Segundo Aparecida, ainda não há casos confirmados no município e no quilombo. Mesmo assim, o receio é grande, pois não há hospital em Chapada do Norte, apenas um centro de saúde. Os doentes que precisam de internação hospitalar vão para o município de Minas Novas, distante 23km do território.
A falta de estrutura no quilombo é também a razão para que não seja possível cumprir a recomendação de se manter em casa. "Estamos nos acautelando o máximo que podemos. Estou na cidade há uns dias, arrecadando alimentos e kits de limpeza para as famílias mais vulneráveis, mais carentes. Quando no quilombo, alguém tem a necessidade de resolver algo na cidade, um resolve para o outro. Já vim aqui pagando contas para várias famílias, um compra coisas para os outros. Vamos nos ajudando", relata.

Instrução de trabalho: Estenda o texto sobre o quilombo e a falta de estrutura de saúde em Chapada do Norte, começando logo após a última frase.

Dados extraídos:
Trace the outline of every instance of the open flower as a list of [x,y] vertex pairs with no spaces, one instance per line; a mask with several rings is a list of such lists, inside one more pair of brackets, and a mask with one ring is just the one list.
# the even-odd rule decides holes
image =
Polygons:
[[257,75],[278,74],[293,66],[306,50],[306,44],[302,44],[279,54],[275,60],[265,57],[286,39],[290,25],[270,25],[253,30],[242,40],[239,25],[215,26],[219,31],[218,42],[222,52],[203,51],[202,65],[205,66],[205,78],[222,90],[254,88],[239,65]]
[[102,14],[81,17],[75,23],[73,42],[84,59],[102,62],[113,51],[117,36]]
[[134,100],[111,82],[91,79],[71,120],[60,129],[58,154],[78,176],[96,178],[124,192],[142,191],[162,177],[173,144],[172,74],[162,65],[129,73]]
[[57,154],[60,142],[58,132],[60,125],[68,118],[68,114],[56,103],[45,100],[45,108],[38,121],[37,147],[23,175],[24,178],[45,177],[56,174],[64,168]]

Resposta abaixo:
Sem acesso a direitos fundamentais
Combater a pandemia também tem sido um problema em quilombos no estado de Pernambuco. "A situação está muito difícil em muitas comunidades que dependem de carros pipas ou de poços. Nem todas as famílias têm reservatório de água em casa. Algumas prefeituras estavam se valendo da pandemia para alegar falta de recursos e não disponibilizar os carros-pipa", denuncia Mário dos Santos, conhecido como Marinho da Estiva.
Ele afirma que há 196 comunidades quilombolas com certificação e mais de 60% estão sem água. Os mais atingidos são comunidades do agreste pernambucano e do sertão, em municípios como Garanhuns, Bom Conselho, Capoeiras, São Bento do Una, Agrestina, Sertânia, Betânia, Custódia, Brejão, Aguas Belas, dentre outros.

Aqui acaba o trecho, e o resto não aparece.